Table 2 reports the similar parameters (as in table 1) but with variation in gate work function (φ_M) for gate length L_g = 28 nm. The φ_M is one of the main controlling parameters threshold voltage. As we can measure from the table, V_th is increasing with increase in φ_M, which further controls the subthreshold leakage current. While φ_M changes from 4.6 eV to 4.9 eV, a significant improvement in I_off consequently in SCEs can be observed.

Table 3 summarizes the analog/RF figures of merit (FOMs) for different values of channel lengths. It is clear from the table that, while the gate length is reduced, the RF FOM f_T is increased because of high drain current which results in higher g_m values for shorter gate length devices.

A cylindrical gate all around (GAA) MOSFET is explored and the performance evaluation is carried out with extensive device simulation by Sentaurus simulator. The sensitivity of device parameters like t_Si, φ_M, and L_g on various dc and analog/RF FOMs are systematically presented. From our results, by considering an ultra-thin body (UTB) and little higher gate work function can enhance the device performance with well suppressed SCEs. The subthreshold leakage current can be significantly improved for lower t_Si and higher φ_M values. Similarly, continuous miniaturization of L_g is required for obtaining high I_on, g_m, and f_T. Hence, an appropriate selection of the silicon thickness, and metal gate work function give rise to an optimum threshold voltage at a given channel length and drain bias.

◆ **THE DATA**
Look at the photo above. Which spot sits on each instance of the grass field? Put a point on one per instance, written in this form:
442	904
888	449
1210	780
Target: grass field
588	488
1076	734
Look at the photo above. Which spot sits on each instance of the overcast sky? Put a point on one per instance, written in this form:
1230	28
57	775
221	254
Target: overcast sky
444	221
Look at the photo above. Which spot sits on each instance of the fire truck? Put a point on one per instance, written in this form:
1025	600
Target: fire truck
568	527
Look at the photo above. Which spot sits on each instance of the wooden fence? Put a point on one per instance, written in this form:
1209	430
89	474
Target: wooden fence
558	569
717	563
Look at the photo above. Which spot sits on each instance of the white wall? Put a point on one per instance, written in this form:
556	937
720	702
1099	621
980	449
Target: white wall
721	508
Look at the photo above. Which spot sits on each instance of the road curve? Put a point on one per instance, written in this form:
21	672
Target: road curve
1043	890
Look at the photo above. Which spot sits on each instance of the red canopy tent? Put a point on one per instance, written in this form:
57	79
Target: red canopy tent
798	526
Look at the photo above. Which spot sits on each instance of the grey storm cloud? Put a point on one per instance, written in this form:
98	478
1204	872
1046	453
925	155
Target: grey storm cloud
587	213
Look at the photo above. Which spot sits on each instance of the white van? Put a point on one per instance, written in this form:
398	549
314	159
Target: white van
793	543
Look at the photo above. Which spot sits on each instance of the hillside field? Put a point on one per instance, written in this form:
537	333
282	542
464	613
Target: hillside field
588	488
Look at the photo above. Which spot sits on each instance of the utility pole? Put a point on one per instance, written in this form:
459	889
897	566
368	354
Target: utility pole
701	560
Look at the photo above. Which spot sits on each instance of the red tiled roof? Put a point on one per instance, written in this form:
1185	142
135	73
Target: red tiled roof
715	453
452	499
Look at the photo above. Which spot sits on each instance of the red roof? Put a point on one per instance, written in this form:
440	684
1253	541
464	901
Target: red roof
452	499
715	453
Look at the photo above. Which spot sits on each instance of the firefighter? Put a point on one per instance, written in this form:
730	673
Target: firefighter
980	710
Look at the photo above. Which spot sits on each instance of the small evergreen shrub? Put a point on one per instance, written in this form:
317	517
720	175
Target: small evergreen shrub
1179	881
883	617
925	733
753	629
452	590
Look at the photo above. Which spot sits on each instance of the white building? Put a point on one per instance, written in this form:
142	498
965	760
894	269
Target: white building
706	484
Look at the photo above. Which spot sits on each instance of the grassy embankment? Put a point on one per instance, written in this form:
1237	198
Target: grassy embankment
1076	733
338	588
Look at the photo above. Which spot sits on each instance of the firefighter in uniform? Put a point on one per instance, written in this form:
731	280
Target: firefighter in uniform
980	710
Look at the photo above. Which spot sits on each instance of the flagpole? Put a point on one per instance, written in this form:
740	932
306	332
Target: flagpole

◆ **SHORT PROBLEM 1**
Say whether each statement agrees with the MOSFET passage, answering yes or no and quoting the deciding words: (a) the threshold voltage rises as the gate work function rises; (b) f_T falls as the gate length is reduced; (c) the device was simulated with the Sentaurus simulator.
◆ **SHORT PROBLEM 2**
Duplicate the lines of the records that start with the line containing "the white building?" and run through the end of the records, with both ends included.
The MOSFET passage and the records come from separate, unrelated sources.

◆ **FINAL RESULT 1**
(a) Yes: "V_th is increasing with increase in φ_M"
(b) No: "while the gate length is reduced, the RF FOM f_T is increased"
(c) Yes: "extensive device simulation by Sentaurus simulator"

◆ **FINAL RESULT 2**
Look at the photo above. Which spot sits on each instance of the white building? Put a point on one per instance, written in this form:
142	498
965	760
894	269
Target: white building
706	484
Look at the photo above. Which spot sits on each instance of the grassy embankment? Put a point on one per instance, written in this form:
1237	198
Target: grassy embankment
1076	733
338	588
Look at the photo above. Which spot sits on each instance of the firefighter in uniform? Put a point on one per instance, written in this form:
731	280
Target: firefighter in uniform
980	710
Look at the photo above. Which spot sits on each instance of the flagpole? Put a point on one per instance, written in this form:
740	932
306	332
Target: flagpole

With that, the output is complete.